▸ EXERCISE REQUIREMENTS
a: Reproduce the part of the nox tutorial starting with "The pyproject.toml file#" and going on through "with Python lesson.".
b: Translate this sentence from the nox tutorial into Spanish: "Much research software is initially developed by hacking away in an interactive setting, such as in a Jupyter Notebook or a Python shell."

▸ QUOTED PASSAGE
####
Nox is really just doing the same thing we would do manually (and printing all the steps except the exact details of creating the virtual environment). You can see the virtual environment in .nox/tests!

Passing arguments through

Try passing -v to pytest.

Solution 
$ nox -s tests -- -v

Virtual environments

How would you activate this environment?

Solution 
$ source .nox/tests/bin/activate

In general, packages you work on daily are worth fully setting up with virtual environments, but if you are new to development or just occasionally contributing to a package, nox is a huge help.

The pyproject.toml file#

Much research software is initially developed by hacking away in an interactive setting, such as in a Jupyter Notebook or a Python shell. However, at some point when you have a more-complicated workflow that you want to repeat, and/or make available to others, it makes sense to package your functions into modules and ultimately a software package that can be installed. This lesson will walk you through that process.

Consider the rescale() function written as an exercise in the Software Carpentry Programming with Python lesson.

First, as needed, create your virtual environment and install NumPy with

$ virtualenv .venv
$ source .venv/bin/activate
$ pip install numpy

Then, in a Python shell or Jupyter Notebook, declare the function:

import numpy as np

def rescale(input_array):
    """Rescales an array from 0 to 1.

    Takes an array as input, and returns a corresponding array scaled so that 0
    corresponds to the minimum and 1 to the maximum value of the input array.
####
▸ SUPPLIED INFORMATION
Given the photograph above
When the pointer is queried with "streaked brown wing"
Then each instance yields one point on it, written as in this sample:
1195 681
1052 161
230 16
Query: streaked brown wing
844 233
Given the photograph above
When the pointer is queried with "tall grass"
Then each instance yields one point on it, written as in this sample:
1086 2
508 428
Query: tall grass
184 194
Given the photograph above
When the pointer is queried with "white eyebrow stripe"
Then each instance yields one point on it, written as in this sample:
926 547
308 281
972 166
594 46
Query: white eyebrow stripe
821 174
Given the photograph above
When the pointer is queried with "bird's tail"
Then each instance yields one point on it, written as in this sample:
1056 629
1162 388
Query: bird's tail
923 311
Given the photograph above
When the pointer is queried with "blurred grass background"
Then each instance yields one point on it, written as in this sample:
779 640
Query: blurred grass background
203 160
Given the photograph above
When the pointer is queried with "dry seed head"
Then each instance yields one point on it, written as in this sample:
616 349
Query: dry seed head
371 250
####
▸ LIST OF SOLUTIONS
a:
The pyproject.toml file#

Much research software is initially developed by hacking away in an interactive setting, such as in a Jupyter Notebook or a Python shell. However, at some point when you have a more-complicated workflow that you want to repeat, and/or make available to others, it makes sense to package your functions into modules and ultimately a software package that can be installed. This lesson will walk you through that process.

Consider the rescale() function written as an exercise in the Software Carpentry Programming with Python lesson.

b: Gran parte del software de investigación se desarrolla inicialmente trasteando en un entorno interactivo, como un Jupyter Notebook o una consola de Python.